Tarefa proposta →
Reproduza sem alterações o trecho do texto sobre a discricionariedade administrativa que vai de "Concordamos com a" até "a sua tomada.", ambos incluídos.

Recordemos o conceito de actos vinculados e actos discricionários, o termo discricionariedade remete-nos para a ideia de escolha, de fazer uma coisa quando se poderia ter feito outra. Melhor, quando a lei permitiria que se tivesse feito outra. Mas evoca também a ideia de escolha parametrizada, isto é, uma escolha com limites. A decisão discricionária tem de assentar numa racionalidade própria, susceptível de algum tipo de controlo; não pode radicar num capricho (pois, caso assim fosse, seria um escolha arbitrária, perfeitamente lícita quando feita por um cidadão, mas intolerável e mesmo inaceitável se feita por um órgão da Administração Publica).
Concordamos com a maioria da doutrina que afirma, categoricamente, que qualquer decisão comporta o exercício de poderes vinculados e de poderes discricionários. Em rigor a discricionariedade não implica um “esquecimento” do legislador, mas uma opção deste: considerou que, para melhor prosseguir um determinado interesse público, a administração pública deveria dispor de uma margem de decisão, por forma a poder adaptar esta à diversidade das condições da vida que poderiam justificar a sua tomada.
Os poderes conferidos por lei à Administração Pública ou são vinculados, ou discricionários, ou – como sucede normalmente – são em parte vinculados e em partes discricionários. O uso de poderes discricionários que tenham sido exercidos de modo inconveniente é objecto dos controlos de mérito. Já o uso de poderes vinculados que tenham sido exercidos contra a lei é objecto dos controlos de legalidade.
Acontece, não poucas as vezes, identificar a discricionariedade com a falta de controlo jurisdicional (o chamado hétero-controlo, que “olha” para a Administração Pública do lado de fora desta), esta identificação resulta da verificação de que a decisão que a lei não prescreve, não dita, não pode ser objecto dos poderes de intervenção do juiz.
Considerando que, no actual estado do nosso sistema administrativo e com as dúvidas que fomos deixando e vamos levantar a propósito do tema, as limitações do controlo jurisdicional têm a ver com o mérito (compreendendo as duas ideias fundamentais: a ideia de justiça e a ideia de conveniência) e não com a discricionariedade.
Com efeito, os tribunais administrativos em Portugal não podem apreciar o mérito de uma decisão administrativa. Os tribunais podem exercer o controlo de legalidade.

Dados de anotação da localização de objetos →
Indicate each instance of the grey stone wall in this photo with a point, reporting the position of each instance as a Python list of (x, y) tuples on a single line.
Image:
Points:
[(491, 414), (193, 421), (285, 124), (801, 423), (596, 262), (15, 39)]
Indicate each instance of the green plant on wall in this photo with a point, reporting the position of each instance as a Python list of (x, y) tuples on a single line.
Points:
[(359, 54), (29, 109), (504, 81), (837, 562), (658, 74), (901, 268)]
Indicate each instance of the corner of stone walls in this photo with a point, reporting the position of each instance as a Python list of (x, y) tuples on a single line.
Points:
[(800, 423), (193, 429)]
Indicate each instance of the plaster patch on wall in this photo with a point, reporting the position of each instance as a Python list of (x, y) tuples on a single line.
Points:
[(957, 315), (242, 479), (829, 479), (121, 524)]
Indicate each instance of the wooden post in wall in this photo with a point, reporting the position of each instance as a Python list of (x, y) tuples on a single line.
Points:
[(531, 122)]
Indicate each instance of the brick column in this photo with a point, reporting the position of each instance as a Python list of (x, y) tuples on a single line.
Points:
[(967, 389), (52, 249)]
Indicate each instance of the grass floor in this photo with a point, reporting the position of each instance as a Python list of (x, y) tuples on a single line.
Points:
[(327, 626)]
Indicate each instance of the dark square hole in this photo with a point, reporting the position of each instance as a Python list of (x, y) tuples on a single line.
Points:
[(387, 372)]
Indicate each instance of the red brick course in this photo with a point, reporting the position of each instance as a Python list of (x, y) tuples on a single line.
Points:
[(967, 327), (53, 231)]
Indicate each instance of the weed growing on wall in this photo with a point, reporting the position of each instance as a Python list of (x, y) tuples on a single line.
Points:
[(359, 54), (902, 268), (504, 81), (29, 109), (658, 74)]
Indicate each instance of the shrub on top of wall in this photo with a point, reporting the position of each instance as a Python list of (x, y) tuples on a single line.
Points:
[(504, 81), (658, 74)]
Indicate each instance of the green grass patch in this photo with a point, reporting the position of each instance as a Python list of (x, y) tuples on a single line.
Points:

Resposta →
Concordamos com a maioria da doutrina que afirma, categoricamente, que qualquer decisão comporta o exercício de poderes vinculados e de poderes discricionários. Em rigor a discricionariedade não implica um “esquecimento” do legislador, mas uma opção deste: considerou que, para melhor prosseguir um determinado interesse público, a administração pública deveria dispor de uma margem de decisão, por forma a poder adaptar esta à diversidade das condições da vida que poderiam justificar a sua tomada.